**Excerpted text**
++++++

Noel Quintana said he was slashed across the face.

“When I was attacked on the subway, there were so many New Yorkers around me, but nobody came to my help, nobody made a video,” the 61-year old Filipino American said.

“I was scared I wasn’t going to make it. … We are all New Yorkers, and we should be looking out for each other.”

Quintana, a New Yorker, described the February 3 attack to city leaders, Asian Americans and their supporters who attended the “Rise Up Against Anti-Asian Hate” rally in Foley Square on Saturday.

“Stop Asian hate!” New York City Mayor Bill de Blasio told the crowd. “This is the message we have to get out, not just in New York City, but all over this country: Stop Asian hate! Stop it now!”

The rally was held to protest a wave of attacks on Asian Americans, including a large number of elderly people. The stabbing of a 36-year-old Asian American man on Thursday is the latest reported incident in New York City. Similar incidents are being reported across the nation.

US Sen. Chuck Schumer, a New York Democrat, told the crowd there were signs of a surge in violence at the beginning of the coronavirus pandemic.

“Tragically, those warnings came to fruition and the Asian American community, across New York and the country, have been the target of race-based discrimination and harassment,” Schumer said.

New York Attorney General Letitia James encouraged individuals at the rally to report hate crimes to her office.

“Come to my office so we can report on these individuals who hate us, so we can shut them down. Any attack on one of us is an attack against all of us,” James said.

Pearl Sun, a New York City resident, attended the rally but didn’t speak to the crowd. She told CNN she’s now wary when walking in the city streets.

“I have to tell you that I walk out the door and I brace myself, I prepare myself,” she said. “I make sure I no longer listen to music, when I’m walking around. I no longer listen to podcasts. … I want to make sure I pay attention to what, or whatever might be happening around me.”

“I think the rhetoric from our previous administration was definitely the catalyst for all of this. Anti-Asian sentiment has always existed, and we’ve had a lot of legislation in the past that has not been good for us either: the Japanese internment camps, the Chinese Exclusion Act of 1882.

“It’s been an ongoing situation, but the previous rhetoric has amped up all of his hate, calling it the kung flu virus and the China virus, and we are sadly, seemingly an easy target.”

Sun said the rhetoric had amplified the hate, especially in instances involving elderly Asian Americans.

++++++

**Supplied records**
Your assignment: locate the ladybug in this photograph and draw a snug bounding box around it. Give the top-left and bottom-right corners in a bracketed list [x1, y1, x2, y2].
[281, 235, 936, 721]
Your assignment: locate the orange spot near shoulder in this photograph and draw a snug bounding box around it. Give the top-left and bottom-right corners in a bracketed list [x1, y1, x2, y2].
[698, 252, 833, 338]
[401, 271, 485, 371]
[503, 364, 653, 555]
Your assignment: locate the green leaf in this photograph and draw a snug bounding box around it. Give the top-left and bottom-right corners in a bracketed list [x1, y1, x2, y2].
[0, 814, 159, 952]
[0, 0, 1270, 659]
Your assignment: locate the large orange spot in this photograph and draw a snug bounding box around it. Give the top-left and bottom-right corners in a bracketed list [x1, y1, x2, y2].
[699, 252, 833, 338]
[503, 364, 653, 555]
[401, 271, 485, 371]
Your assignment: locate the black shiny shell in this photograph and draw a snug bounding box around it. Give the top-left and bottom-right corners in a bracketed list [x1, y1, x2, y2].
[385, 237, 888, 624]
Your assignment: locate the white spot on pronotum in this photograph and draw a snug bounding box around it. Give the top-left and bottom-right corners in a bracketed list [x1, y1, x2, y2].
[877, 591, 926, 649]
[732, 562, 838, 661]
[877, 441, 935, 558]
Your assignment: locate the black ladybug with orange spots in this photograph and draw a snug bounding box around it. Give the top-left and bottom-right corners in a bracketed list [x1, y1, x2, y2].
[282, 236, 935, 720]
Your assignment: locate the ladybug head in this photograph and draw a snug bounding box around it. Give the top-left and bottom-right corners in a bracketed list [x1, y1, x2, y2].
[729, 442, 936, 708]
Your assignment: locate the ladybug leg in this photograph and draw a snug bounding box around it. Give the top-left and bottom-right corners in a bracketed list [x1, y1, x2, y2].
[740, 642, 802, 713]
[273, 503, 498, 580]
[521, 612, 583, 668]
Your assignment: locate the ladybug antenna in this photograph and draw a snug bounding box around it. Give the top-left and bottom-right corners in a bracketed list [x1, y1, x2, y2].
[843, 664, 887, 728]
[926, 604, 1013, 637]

++++++

**About this task**
Copy word for word the passage of the rally report starting with "Quintana, a New" and going on through "Square on Saturday.".

**Response area**
Quintana, a New Yorker, described the February 3 attack to city leaders, Asian Americans and their supporters who attended the “Rise Up Against Anti-Asian Hate” rally in Foley Square on Saturday.